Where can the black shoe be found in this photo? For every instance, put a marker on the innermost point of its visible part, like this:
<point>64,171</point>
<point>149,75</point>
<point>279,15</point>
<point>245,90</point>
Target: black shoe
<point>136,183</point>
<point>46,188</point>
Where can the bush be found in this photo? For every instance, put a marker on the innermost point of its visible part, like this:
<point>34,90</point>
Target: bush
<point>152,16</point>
---
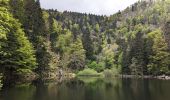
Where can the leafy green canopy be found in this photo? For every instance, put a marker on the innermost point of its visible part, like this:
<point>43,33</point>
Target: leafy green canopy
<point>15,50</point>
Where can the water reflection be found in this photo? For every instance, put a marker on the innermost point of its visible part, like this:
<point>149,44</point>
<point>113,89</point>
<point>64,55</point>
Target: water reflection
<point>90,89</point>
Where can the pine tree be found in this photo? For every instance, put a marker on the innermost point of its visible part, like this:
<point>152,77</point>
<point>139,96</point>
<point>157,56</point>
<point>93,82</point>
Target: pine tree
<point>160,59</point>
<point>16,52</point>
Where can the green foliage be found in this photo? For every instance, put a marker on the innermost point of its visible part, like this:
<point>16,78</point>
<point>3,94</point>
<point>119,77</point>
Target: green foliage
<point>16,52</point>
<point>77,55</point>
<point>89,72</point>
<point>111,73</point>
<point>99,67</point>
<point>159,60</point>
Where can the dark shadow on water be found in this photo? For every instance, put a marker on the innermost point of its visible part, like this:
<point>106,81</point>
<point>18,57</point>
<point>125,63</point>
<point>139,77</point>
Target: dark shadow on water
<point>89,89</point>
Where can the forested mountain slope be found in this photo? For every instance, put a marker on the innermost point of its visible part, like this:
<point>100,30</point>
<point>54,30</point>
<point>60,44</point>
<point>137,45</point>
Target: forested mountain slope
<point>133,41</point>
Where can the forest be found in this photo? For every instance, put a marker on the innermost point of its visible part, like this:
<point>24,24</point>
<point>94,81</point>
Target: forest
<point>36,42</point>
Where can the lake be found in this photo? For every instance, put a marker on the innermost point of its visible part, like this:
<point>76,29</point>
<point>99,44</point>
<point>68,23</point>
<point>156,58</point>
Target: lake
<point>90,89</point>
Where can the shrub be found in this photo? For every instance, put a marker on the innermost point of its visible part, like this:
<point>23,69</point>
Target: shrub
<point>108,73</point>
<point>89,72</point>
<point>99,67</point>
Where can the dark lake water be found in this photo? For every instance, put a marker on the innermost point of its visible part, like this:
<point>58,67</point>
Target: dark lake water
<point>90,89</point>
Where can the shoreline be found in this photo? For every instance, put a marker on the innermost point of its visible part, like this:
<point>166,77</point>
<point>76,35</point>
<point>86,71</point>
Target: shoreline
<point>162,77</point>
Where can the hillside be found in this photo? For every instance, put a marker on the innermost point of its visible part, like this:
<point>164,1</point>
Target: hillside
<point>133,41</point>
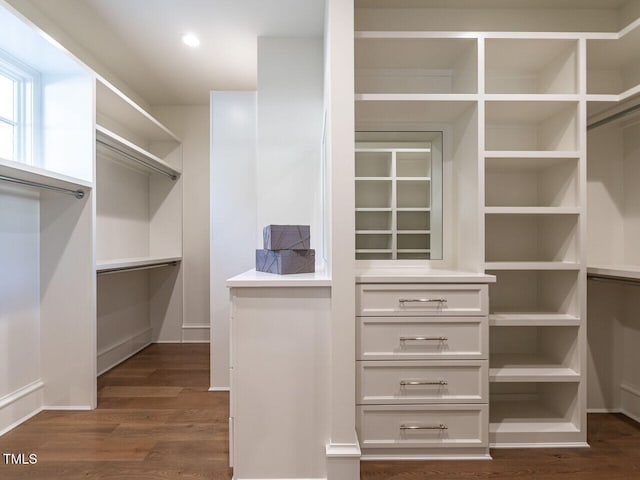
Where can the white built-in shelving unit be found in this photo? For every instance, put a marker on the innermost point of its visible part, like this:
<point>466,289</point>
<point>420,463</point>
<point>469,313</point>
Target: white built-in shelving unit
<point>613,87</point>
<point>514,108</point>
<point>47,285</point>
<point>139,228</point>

• [TASK TO CARRY OUT]
Output the lines from the line with "Where can the black" to the line with "<point>136,183</point>", both included, reproducing each one exactly.

• [RESULT OF THE EXERCISE]
Where can the black shoe be found in this photo? For every instance, put a marker on the innermost point of its visible part, like this:
<point>64,171</point>
<point>149,75</point>
<point>279,15</point>
<point>245,90</point>
Target: black shoe
<point>136,183</point>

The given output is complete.